Locate every line in the listing that contains the word "white", and copy each of those lines in full.
===== Records to process =====
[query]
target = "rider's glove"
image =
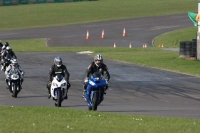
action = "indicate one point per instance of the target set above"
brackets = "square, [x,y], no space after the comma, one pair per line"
[68,85]
[86,80]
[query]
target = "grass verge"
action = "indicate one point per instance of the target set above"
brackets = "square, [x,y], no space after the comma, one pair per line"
[51,120]
[51,14]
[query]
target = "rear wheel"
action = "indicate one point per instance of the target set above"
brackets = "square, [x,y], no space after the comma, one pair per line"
[15,91]
[95,101]
[59,100]
[89,107]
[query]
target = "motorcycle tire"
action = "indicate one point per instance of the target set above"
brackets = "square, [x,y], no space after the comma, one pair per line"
[95,101]
[59,99]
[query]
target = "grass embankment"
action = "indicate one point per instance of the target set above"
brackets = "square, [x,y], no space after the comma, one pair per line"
[62,120]
[48,119]
[41,15]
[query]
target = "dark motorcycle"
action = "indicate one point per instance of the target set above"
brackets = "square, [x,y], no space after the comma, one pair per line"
[95,90]
[14,82]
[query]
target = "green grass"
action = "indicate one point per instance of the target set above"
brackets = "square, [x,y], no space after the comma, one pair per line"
[153,57]
[51,14]
[62,120]
[173,39]
[51,119]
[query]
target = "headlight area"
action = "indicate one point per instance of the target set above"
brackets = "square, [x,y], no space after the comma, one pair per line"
[64,84]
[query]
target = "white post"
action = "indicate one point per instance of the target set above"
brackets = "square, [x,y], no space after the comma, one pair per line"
[198,35]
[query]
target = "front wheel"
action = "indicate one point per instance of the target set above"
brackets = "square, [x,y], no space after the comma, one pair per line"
[15,91]
[95,101]
[59,98]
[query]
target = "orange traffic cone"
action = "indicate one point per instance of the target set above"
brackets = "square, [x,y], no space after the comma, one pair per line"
[87,35]
[114,44]
[124,32]
[102,34]
[130,45]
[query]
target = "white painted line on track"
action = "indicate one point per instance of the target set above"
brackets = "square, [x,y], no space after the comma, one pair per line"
[9,34]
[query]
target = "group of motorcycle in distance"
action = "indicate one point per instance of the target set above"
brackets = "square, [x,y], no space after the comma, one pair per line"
[93,96]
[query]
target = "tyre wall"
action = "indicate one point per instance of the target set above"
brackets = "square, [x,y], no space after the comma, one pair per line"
[188,49]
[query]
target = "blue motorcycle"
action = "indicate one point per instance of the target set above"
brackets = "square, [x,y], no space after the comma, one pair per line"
[14,82]
[95,90]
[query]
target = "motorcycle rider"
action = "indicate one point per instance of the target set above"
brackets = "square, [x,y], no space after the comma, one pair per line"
[1,45]
[5,45]
[55,68]
[8,52]
[96,66]
[14,66]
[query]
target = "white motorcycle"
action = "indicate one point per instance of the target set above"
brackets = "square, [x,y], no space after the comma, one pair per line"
[58,89]
[14,82]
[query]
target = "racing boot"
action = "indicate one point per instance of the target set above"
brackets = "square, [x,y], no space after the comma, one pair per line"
[105,89]
[48,87]
[66,94]
[84,90]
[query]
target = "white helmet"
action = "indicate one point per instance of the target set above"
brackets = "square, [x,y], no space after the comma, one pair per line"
[14,62]
[98,59]
[58,61]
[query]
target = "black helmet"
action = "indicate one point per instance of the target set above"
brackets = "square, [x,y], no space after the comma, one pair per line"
[98,59]
[6,44]
[58,61]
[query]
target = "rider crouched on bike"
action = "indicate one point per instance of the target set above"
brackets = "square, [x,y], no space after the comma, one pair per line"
[58,67]
[96,66]
[14,66]
[8,53]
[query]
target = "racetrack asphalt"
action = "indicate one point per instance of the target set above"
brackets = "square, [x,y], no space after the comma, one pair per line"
[133,89]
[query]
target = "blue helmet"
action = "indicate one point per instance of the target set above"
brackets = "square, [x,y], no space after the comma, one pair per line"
[58,61]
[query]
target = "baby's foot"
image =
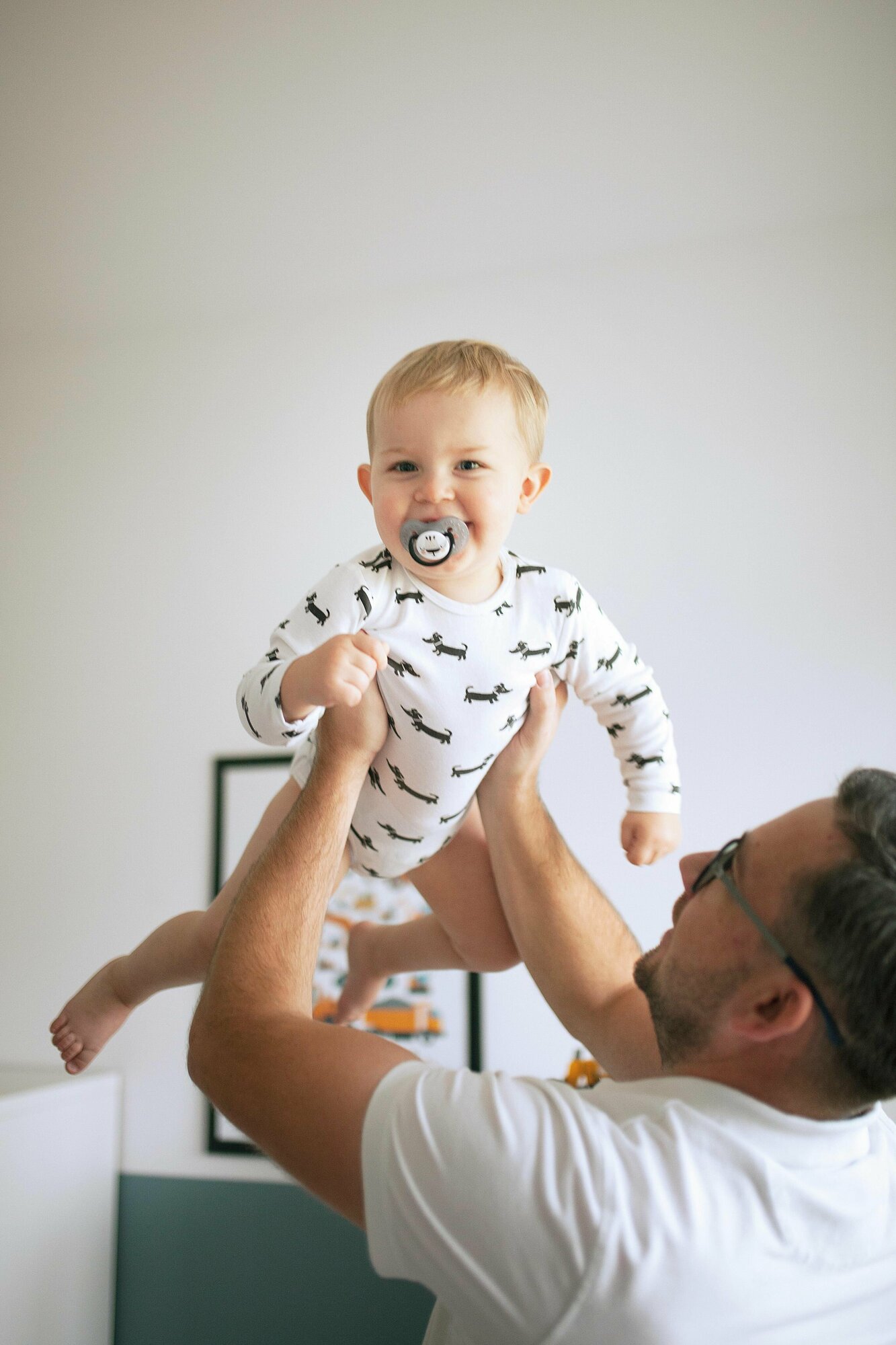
=====
# Solution
target = "white post"
target = "white painted line on track"
target = "white motorcycle"
target = "white helmet"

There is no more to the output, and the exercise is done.